AIM:
Update the listing below so that every "drop a single marker" becomes "place one point", with nothing else changed. Leave the pictures out of your answer.

Items listed in a dataset
•••
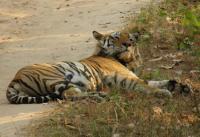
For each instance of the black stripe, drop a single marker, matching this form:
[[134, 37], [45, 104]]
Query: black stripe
[[27, 86]]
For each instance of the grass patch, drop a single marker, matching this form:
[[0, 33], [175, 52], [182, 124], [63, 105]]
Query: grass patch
[[169, 28], [124, 115]]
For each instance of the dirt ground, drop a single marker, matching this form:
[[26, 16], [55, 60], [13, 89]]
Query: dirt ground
[[38, 31]]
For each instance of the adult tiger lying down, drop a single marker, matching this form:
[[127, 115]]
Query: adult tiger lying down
[[41, 83]]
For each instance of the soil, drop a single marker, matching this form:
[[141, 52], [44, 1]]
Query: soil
[[38, 31]]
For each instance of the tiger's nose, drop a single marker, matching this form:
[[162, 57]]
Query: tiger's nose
[[127, 44]]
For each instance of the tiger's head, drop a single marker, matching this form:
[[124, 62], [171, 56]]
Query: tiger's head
[[121, 46], [114, 43]]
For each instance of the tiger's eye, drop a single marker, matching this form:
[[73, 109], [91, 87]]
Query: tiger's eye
[[69, 77]]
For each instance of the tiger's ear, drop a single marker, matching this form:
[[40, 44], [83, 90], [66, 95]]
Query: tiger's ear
[[97, 35]]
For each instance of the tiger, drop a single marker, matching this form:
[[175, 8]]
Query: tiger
[[109, 67]]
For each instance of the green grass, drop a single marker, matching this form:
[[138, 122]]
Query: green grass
[[125, 114], [172, 25]]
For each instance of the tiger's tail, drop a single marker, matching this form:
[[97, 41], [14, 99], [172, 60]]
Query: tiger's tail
[[14, 97]]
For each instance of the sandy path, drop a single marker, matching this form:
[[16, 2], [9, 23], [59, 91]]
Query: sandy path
[[36, 31]]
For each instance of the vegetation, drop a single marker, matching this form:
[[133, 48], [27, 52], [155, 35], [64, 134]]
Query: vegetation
[[170, 35]]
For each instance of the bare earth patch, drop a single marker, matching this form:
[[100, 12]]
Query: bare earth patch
[[49, 31]]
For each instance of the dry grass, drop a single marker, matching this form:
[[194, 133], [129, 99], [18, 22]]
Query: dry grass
[[125, 115], [171, 30]]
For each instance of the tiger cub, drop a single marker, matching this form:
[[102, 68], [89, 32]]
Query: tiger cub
[[39, 83]]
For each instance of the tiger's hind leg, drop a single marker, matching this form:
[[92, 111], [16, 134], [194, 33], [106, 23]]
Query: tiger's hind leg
[[132, 83]]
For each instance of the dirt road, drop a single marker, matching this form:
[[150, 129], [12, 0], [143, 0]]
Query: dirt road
[[37, 31]]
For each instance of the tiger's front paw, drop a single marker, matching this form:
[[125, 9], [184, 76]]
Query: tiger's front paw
[[163, 93]]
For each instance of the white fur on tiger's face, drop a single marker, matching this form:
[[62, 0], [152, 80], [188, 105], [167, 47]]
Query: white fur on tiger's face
[[121, 46], [115, 43]]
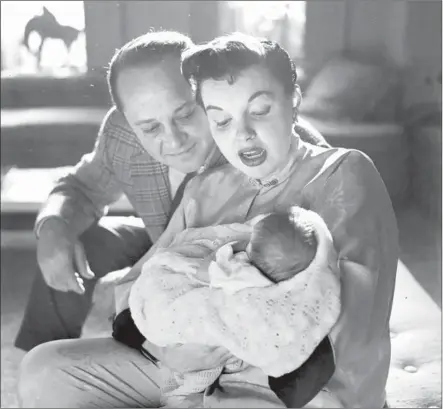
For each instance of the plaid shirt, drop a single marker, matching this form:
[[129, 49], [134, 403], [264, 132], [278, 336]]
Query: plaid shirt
[[118, 164]]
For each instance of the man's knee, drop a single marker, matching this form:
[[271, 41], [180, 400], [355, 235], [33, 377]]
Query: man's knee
[[39, 376]]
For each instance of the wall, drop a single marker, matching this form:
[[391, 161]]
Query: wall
[[110, 24]]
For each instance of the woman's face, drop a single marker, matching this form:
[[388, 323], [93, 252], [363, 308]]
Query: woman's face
[[250, 120]]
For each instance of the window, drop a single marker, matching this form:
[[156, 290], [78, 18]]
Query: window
[[59, 23], [281, 21]]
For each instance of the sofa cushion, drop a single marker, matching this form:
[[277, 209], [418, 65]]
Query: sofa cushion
[[352, 89], [48, 137]]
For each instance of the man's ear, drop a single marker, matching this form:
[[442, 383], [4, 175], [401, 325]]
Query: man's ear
[[296, 99]]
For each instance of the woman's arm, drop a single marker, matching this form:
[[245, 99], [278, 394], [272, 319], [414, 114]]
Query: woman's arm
[[123, 287]]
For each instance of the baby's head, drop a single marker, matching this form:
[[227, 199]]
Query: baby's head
[[282, 245]]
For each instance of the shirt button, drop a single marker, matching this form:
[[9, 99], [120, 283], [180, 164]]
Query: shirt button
[[410, 369]]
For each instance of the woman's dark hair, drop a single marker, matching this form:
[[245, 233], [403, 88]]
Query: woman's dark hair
[[150, 47], [226, 56]]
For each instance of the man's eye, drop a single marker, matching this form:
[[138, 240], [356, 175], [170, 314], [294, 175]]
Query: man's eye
[[187, 114], [262, 112], [223, 124]]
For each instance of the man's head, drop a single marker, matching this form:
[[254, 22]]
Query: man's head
[[248, 88], [147, 86]]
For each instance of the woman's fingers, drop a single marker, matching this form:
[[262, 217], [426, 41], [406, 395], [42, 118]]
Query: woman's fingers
[[81, 262]]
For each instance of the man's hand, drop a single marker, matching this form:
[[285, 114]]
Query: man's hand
[[62, 258]]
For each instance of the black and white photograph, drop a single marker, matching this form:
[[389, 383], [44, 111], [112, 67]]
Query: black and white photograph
[[221, 204]]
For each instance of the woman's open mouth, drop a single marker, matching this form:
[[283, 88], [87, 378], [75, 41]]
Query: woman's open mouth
[[252, 156], [184, 151]]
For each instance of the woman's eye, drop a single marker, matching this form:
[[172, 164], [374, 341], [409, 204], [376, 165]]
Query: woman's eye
[[262, 112], [223, 124], [151, 130], [187, 115]]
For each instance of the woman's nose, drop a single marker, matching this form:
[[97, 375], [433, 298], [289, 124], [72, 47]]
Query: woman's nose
[[176, 138], [246, 131]]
•••
EXERCISE ANSWER:
For each instance of the black stripe, place one point, matching this form:
[[134, 37], [45, 104]]
Query: black stripe
[[27, 86]]
For each instance of the grass patch, place one point, matching this form:
[[0, 33], [175, 52], [182, 124], [63, 105]]
Query: grass patch
[[169, 28], [124, 115]]
For each instance of the dirt ground, place one point, matching this form:
[[26, 16], [55, 60], [13, 89]]
Query: dirt ground
[[38, 31]]
For each instance of the adult tiger lying down, place one point, matching this form:
[[127, 115]]
Query: adult tiger lying down
[[41, 83]]
For each instance of the soil, place one point, matching this form:
[[141, 52], [44, 1]]
Query: soil
[[38, 31]]
For each instance of the tiger's nose, place one point, matching this form:
[[162, 57]]
Query: tiger's nose
[[127, 44]]
For each instance of the tiger's head, place one point, matching this form:
[[124, 62], [171, 56]]
Query: tiger's head
[[121, 46], [114, 43]]
For each instance of the tiger's eye, place one point, matching this form:
[[73, 109], [91, 87]]
Query: tiger's eye
[[69, 77]]
For each instance of the tiger's ear, place one point, matching this form:
[[40, 44], [83, 90], [66, 95]]
Query: tiger's ear
[[97, 35]]
For each instance of the tiger, place one point, matching this form:
[[175, 8]]
Query: tiger
[[109, 67]]
For each instance of the green grass, place one point, matching this form:
[[138, 122]]
Query: green grass
[[125, 114], [172, 25]]
For each instance of the tiger's tail, place one point, matching this form:
[[97, 41], [14, 99], [172, 60]]
Query: tiger's tail
[[14, 97]]
For each instance of the sandy path, place one point, matching this form:
[[16, 2], [9, 23], [59, 91]]
Query: sandy path
[[36, 31]]
For each instance of the vegetation, place one point, matching this form:
[[133, 48], [27, 52], [155, 35], [64, 134]]
Query: vegetation
[[170, 35]]
For each instance of the bare earth patch, place one point, matching this form:
[[100, 12]]
Query: bare earth patch
[[49, 31]]
For each instance of the dry grass, place one point, matching this form:
[[194, 133], [129, 99], [18, 22]]
Query: dry grass
[[125, 115], [171, 30]]
For each instance of the tiger cub, place one point, matching this form:
[[102, 68], [89, 32]]
Query: tiger cub
[[39, 83]]
For each instance of the tiger's hind leg, place one point, matching this form:
[[92, 111], [16, 134], [194, 33], [106, 23]]
Query: tiger's hind leg
[[132, 83]]
For each instance of the dirt road, place one point, matching this form:
[[150, 129], [12, 0], [143, 0]]
Query: dirt road
[[37, 31]]
For each instance of the tiger's front paw, place one point, matching this form:
[[125, 9], [184, 76]]
Query: tiger's front paw
[[163, 93]]
For each instance of the white fur on tiger's face, place one point, matching this form:
[[62, 0], [152, 80], [188, 105], [167, 47]]
Query: white fur on tiger's face
[[121, 46], [115, 43]]
For each instance of the plaid shirt, place one point, matching this form:
[[129, 49], [134, 403], [264, 132], [278, 336]]
Query: plaid shirt
[[118, 164]]
For each instance of the man's knee, place one point, matching this form:
[[271, 41], [180, 400], [355, 235], [33, 377]]
Query: man's knee
[[39, 376]]
For each instance of the wall, place one point, matching this form:
[[391, 161]]
Query: wall
[[110, 24]]
For each instance of the woman's face, place one point, matching this form:
[[388, 323], [93, 252], [363, 308]]
Query: woman's face
[[250, 120]]
For each instance of the window, place one point, matching this form:
[[156, 290], [78, 18]]
Query: window
[[59, 23], [281, 21]]
For each instance of the sofa cushion, place one point, matching this form:
[[277, 209], [418, 65]]
Query: sofa cushion
[[352, 89], [48, 137]]
For each instance of the man's ear, place one point, matching this form:
[[442, 383], [4, 175], [401, 325]]
Query: man's ear
[[296, 99]]
For each instance of the woman's arm, place one point, matching this form:
[[245, 99], [278, 394], [272, 319], [414, 114]]
Query: woman's arm
[[123, 287]]
For each instance of the baby's head, place one point, matching this form:
[[227, 199]]
Query: baby's head
[[282, 245]]
For each instance of the shirt button, place one point, matching this form:
[[9, 99], [120, 283], [180, 164]]
Query: shirt button
[[410, 369]]
For each instance of the woman's dark hair, place one point, matching this form:
[[245, 233], [403, 88]]
Query: woman's dark hair
[[150, 47], [226, 56]]
For each instance of the man's eye, place one point, matching this form:
[[138, 240], [356, 175], [170, 314], [294, 175]]
Query: man's eye
[[187, 114], [262, 112], [223, 124]]
For each instance of the man's head, place one point, matching this form:
[[254, 22]]
Query: man's head
[[248, 88], [147, 86]]
For each instance of the woman's fingers, place one point, matching this form:
[[262, 217], [426, 41], [406, 395], [42, 118]]
Query: woman's fingers
[[81, 262]]
For each instance of the man's hand, place one point, matching this form:
[[285, 114]]
Query: man's hand
[[62, 258]]
For each instance of the black and white photograph, place one point, matching this form:
[[389, 383], [44, 111], [112, 67]]
Query: black and white photograph
[[221, 204]]
For each instance of the woman's open mouth, place one point, matching this form:
[[283, 88], [87, 378], [75, 41]]
Query: woman's open mouth
[[252, 156], [184, 151]]
For each instance of the woman's eye, place one point, matching this form:
[[172, 164], [374, 341], [409, 204], [376, 165]]
Query: woman's eye
[[262, 112], [223, 124], [151, 130], [187, 115]]
For each instance of the woman's nose, place one point, matching this form:
[[97, 375], [433, 298], [289, 124], [72, 47]]
Query: woman's nose
[[176, 138], [246, 131]]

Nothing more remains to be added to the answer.